#### [EXERCISE]
Reproduce every line of the entries below as one numbered list, leaving out the blank lines.
··· EXTRACTED RECORDS ···
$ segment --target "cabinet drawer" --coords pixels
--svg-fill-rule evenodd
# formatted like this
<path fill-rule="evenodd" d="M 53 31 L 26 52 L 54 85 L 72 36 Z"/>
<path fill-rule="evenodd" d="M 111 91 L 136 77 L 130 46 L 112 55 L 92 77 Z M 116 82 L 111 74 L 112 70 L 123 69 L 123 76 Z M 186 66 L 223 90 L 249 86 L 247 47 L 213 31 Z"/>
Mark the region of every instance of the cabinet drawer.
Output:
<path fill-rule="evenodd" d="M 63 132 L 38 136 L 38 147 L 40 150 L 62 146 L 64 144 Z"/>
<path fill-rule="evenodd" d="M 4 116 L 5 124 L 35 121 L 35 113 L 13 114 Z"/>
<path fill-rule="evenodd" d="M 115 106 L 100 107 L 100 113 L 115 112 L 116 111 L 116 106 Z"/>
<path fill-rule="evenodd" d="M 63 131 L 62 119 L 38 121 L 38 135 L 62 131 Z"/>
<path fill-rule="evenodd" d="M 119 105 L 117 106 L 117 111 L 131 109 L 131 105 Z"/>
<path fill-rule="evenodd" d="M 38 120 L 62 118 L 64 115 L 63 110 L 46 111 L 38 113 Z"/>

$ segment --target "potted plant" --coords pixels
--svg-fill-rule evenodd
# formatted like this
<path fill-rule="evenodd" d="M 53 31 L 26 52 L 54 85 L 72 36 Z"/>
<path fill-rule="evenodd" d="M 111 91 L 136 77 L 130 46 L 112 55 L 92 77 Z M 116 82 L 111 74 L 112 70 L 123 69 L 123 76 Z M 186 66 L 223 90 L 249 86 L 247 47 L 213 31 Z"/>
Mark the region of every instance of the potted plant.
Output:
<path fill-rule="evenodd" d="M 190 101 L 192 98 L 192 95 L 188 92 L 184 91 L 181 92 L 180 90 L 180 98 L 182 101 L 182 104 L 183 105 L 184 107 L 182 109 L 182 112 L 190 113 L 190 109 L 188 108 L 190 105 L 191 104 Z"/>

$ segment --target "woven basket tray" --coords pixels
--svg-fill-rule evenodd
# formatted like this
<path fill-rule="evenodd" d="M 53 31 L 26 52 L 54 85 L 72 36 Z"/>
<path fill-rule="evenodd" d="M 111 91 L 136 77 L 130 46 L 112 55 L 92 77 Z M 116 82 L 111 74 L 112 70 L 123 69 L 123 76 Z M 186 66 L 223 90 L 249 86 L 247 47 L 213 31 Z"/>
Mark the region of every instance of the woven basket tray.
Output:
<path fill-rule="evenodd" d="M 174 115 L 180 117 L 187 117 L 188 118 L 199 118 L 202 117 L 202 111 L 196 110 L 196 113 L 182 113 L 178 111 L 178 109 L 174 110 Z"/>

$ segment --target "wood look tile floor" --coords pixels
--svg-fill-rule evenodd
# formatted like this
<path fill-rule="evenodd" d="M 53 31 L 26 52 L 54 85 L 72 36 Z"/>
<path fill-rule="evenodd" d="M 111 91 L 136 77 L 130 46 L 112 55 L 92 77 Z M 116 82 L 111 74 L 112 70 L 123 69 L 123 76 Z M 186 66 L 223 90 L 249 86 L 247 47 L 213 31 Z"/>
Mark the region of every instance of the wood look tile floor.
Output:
···
#### [PROBLEM SOLUTION]
1. $ segment --target "cabinet drawer" --coords pixels
2. --svg-fill-rule evenodd
3. # formatted like this
4. <path fill-rule="evenodd" d="M 53 31 L 26 52 L 54 85 L 72 36 Z"/>
5. <path fill-rule="evenodd" d="M 111 91 L 136 77 L 130 46 L 112 55 L 92 77 Z M 116 82 L 111 74 L 112 70 L 123 69 L 123 76 Z M 186 66 L 223 90 L 249 86 L 247 47 L 213 31 Z"/>
6. Mark the region of every instance of the cabinet drawer.
7. Output:
8. <path fill-rule="evenodd" d="M 63 132 L 38 136 L 38 147 L 40 150 L 62 146 L 64 144 Z"/>
9. <path fill-rule="evenodd" d="M 4 116 L 5 124 L 35 121 L 35 113 L 13 114 Z"/>
10. <path fill-rule="evenodd" d="M 115 106 L 100 107 L 100 113 L 115 112 L 116 111 L 116 106 Z"/>
11. <path fill-rule="evenodd" d="M 63 131 L 62 119 L 38 121 L 38 135 L 62 131 Z"/>
12. <path fill-rule="evenodd" d="M 119 105 L 117 106 L 117 111 L 131 109 L 131 105 Z"/>
13. <path fill-rule="evenodd" d="M 38 120 L 62 118 L 64 115 L 63 110 L 46 111 L 38 113 Z"/>
14. $ segment --target "potted plant" --coords pixels
15. --svg-fill-rule evenodd
16. # formatted like this
17. <path fill-rule="evenodd" d="M 53 31 L 26 52 L 54 85 L 72 36 Z"/>
18. <path fill-rule="evenodd" d="M 111 91 L 136 77 L 130 46 L 112 55 L 92 77 Z M 116 82 L 111 74 L 112 70 L 123 69 L 123 76 Z M 186 66 L 223 90 L 249 86 L 247 47 L 213 31 Z"/>
19. Mark the region of every instance of the potted plant.
20. Output:
21. <path fill-rule="evenodd" d="M 190 101 L 192 98 L 192 95 L 188 92 L 184 91 L 181 92 L 180 90 L 180 98 L 182 101 L 182 104 L 183 105 L 184 107 L 182 109 L 182 112 L 190 113 L 190 109 L 188 108 L 190 105 L 191 104 Z"/>
22. $ segment --target "woven basket tray" --coords pixels
23. --svg-fill-rule evenodd
24. # formatted like this
25. <path fill-rule="evenodd" d="M 53 31 L 26 52 L 54 85 L 72 36 Z"/>
26. <path fill-rule="evenodd" d="M 111 91 L 136 77 L 130 46 L 112 55 L 92 77 Z M 116 82 L 111 74 L 112 70 L 123 69 L 123 76 Z M 186 66 L 223 90 L 249 86 L 247 47 L 213 31 Z"/>
27. Mark the region of every instance of the woven basket tray.
28. Output:
29. <path fill-rule="evenodd" d="M 174 115 L 180 117 L 187 117 L 188 118 L 199 118 L 202 117 L 202 111 L 196 110 L 196 113 L 182 113 L 178 111 L 178 109 L 174 110 Z"/>
30. $ segment --target "wood look tile floor" --coords pixels
31. --svg-fill-rule evenodd
32. # formatted like this
33. <path fill-rule="evenodd" d="M 53 31 L 26 52 L 54 85 L 72 36 Z"/>
34. <path fill-rule="evenodd" d="M 111 91 L 136 77 L 130 46 L 112 55 L 92 77 Z M 116 82 L 111 74 L 112 70 L 123 69 L 123 76 Z M 186 66 L 223 90 L 249 86 L 247 47 L 213 31 Z"/>
35. Mark the region of every instance of the wood look tile floor.
36. Output:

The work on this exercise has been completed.